» Trecho selecionado:
_ _ _
Professora: Ana Paula El-Jaick

Curso: Prática de gêneros acadêmicos

19 de junho de 2019

Faculdade de Letras – UFJF

Don L é, com certeza, um dos maiores nomes que integram hoje o cenário do rap
nacional. Contudo, sua música por vezes não ultrapassa um circuito dito underground do
gênero. Isto é, sua arte acaba por ficar localizada em um nicho de apreciadores da cultura hip-
hop – talvez por sua origem, Fortaleza, estar à margem do eixo comercial do rap brasileiro:
Rio de Janeiro e São Paulo. Somado à habilidade do poeta em imprimir personalidade e
técnica em seus versos, isso faz de Don L, como ele mesmo se intitula, o rapper favorito do
seu rapper favorito. Sendo assim, é conhecido apenas por aqueles que reconhecem o bom
fazer artístico, mesmo que longe dos olhos e ouvidos do grande público.

E é sobre isso que se trata o álbum Roteiro pra Aïnouz, Vol. 3: uma ode à figura do
artista do século XXI e sua vivência nas ruas, usando como plano de fundo a própria vida do
autor do disco. O CD foi lançado em 2017, de forma independente. É o primeiro grande
trabalho do artista, o qual já tinha uma trajetória construída por sua participação no grupo
Costa a Costa, além de uma mix tape e de singles lançados em carreira solo. Com a produção
de Don L e de Deryck Cabrera e mixagem e masterização por Luiz Café, a obra não deixa a
desejar em qualidade de som. Os instrumentais e vocais são muito bem tratados para permitir
que o ouvinte aproveite da forma mais imersiva possível a experiência do disco como um
todo. A obra está disponível no Youtube, além das plataformas digitais de streaming de
música.

O álbum é organizado em oito faixas compostas por letra e batida, divididas em duas
partes iguais por um interlúdio instrumental. Essas nove faixas somam 35 minutos de
duração. Além de Don L, Deryck Cabrera e Luiz Café o disco também conta com batidas por
Dj Caique, Goss, Sants e Leo Justi. Em sintonia com toda a temática do CD, o instrumental
constrói com sucesso o clima das noites nos grandes centros urbanos. A atmosfera musical
oscila entre um clima agressivo – convergente ao próprio estilo incisivo e sarcástico das
críticas do autor – e um lado introspectivo, no qual o poeta deixa transparecer suas questões
mais subjetivas. As batidas funcionam como um palco ideal para o verdadeiro espetáculo da
obra: a poesia de Don L.
_ _ _
» Dados fornecidos:
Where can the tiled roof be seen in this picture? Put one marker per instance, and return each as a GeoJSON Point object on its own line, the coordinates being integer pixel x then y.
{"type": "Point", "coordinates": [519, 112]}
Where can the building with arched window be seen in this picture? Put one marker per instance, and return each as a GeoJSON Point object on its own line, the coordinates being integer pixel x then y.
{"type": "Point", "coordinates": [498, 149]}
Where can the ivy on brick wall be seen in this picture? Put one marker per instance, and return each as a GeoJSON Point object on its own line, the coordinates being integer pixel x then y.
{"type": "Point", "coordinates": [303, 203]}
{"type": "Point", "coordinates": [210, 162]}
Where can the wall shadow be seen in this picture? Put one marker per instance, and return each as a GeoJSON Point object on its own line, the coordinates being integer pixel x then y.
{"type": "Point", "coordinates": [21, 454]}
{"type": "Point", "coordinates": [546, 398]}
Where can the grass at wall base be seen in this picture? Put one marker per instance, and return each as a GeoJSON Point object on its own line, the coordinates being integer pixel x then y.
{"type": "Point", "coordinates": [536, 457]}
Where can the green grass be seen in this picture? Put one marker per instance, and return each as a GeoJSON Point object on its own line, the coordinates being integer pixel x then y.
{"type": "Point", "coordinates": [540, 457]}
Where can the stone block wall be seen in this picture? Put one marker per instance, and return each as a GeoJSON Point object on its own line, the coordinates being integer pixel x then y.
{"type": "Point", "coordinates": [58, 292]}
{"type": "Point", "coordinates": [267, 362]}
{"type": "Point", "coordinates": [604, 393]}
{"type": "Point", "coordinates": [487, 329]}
_ _ _
» Tarefas propostas:
a – Segundo a resenha, qual pode ser o motivo de a arte de Don L ficar restrita a um nicho de apreciadores do hip-hop? Responda em até três frases.
b – Responda com base na resenha, uma pergunta por linha:
(i) Em que ano o álbum foi lançado?
(ii) Quem fez a mixagem e a masterização do disco?
(iii) Quantos minutos somam as nove faixas?
c – Diga se cada afirmação está de acordo com a resenha, respondendo sim ou não e citando as palavras dela que decidem:
(i) O álbum foi lançado por uma grande gravadora.
(ii) O disco é dividido em duas partes iguais por um interlúdio instrumental.
(iii) Don L já havia participado do grupo Costa a Costa.

» Respostas esperadas:
a – A resenha aponta como possível motivo a origem de Don L. Ele vem de Fortaleza, cidade à margem do eixo comercial do rap brasileiro, formado por Rio de Janeiro e São Paulo.

b –
(i) Em 2017.
(ii) Luiz Café.
(iii) 35 minutos.

c –
(i) Não: "O CD foi lançado em 2017, de forma independente."
(ii) Sim: "divididas em duas partes iguais por um interlúdio instrumental"
(iii) Sim: "sua participação no grupo Costa a Costa"